## What is required
Please reproduce the listing below line for line, with identical wording, spacing, and punctuation.

## Begin

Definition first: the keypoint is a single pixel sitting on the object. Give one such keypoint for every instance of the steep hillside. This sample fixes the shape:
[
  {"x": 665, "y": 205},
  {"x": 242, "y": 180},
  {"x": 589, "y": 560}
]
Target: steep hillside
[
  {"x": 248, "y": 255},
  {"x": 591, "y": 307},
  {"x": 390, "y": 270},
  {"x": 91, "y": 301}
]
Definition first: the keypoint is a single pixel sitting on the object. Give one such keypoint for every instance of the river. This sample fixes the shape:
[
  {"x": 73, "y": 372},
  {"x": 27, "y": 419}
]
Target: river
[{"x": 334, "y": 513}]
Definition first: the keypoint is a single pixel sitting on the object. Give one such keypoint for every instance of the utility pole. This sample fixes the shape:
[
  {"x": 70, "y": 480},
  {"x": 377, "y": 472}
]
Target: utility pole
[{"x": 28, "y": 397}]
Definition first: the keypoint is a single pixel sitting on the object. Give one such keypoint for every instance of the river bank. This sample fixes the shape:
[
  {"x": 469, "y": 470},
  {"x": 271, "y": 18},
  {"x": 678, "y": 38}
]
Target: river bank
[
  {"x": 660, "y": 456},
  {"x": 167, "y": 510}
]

## End

## Answer to this task
Definition first: the keypoint is a single pixel sitting on the object. Give one such keypoint for every instance of the steep hillside. This sample fixes the shape:
[
  {"x": 665, "y": 205},
  {"x": 242, "y": 180},
  {"x": 589, "y": 560}
]
Target: steep hillside
[
  {"x": 248, "y": 255},
  {"x": 591, "y": 307},
  {"x": 390, "y": 270},
  {"x": 91, "y": 301}
]
Definition first: the keypoint is a single pixel sitting on the object. Give one such keypoint for every instance of the river. This sample fixes the shape:
[
  {"x": 73, "y": 372},
  {"x": 27, "y": 419}
]
Target: river
[{"x": 334, "y": 513}]
Definition first: the keypoint is a single pixel sitting on the object. Give one such keypoint for every instance of the utility pole. This sample fixes the shape:
[
  {"x": 70, "y": 480},
  {"x": 377, "y": 472}
]
Target: utility pole
[{"x": 28, "y": 397}]
Definition first: the keypoint is a single pixel sitting on the object. Give one such keypoint for every instance of the river bank. This sample fixes the shape:
[
  {"x": 469, "y": 470},
  {"x": 271, "y": 18},
  {"x": 678, "y": 38}
]
Target: river bank
[
  {"x": 660, "y": 456},
  {"x": 167, "y": 510}
]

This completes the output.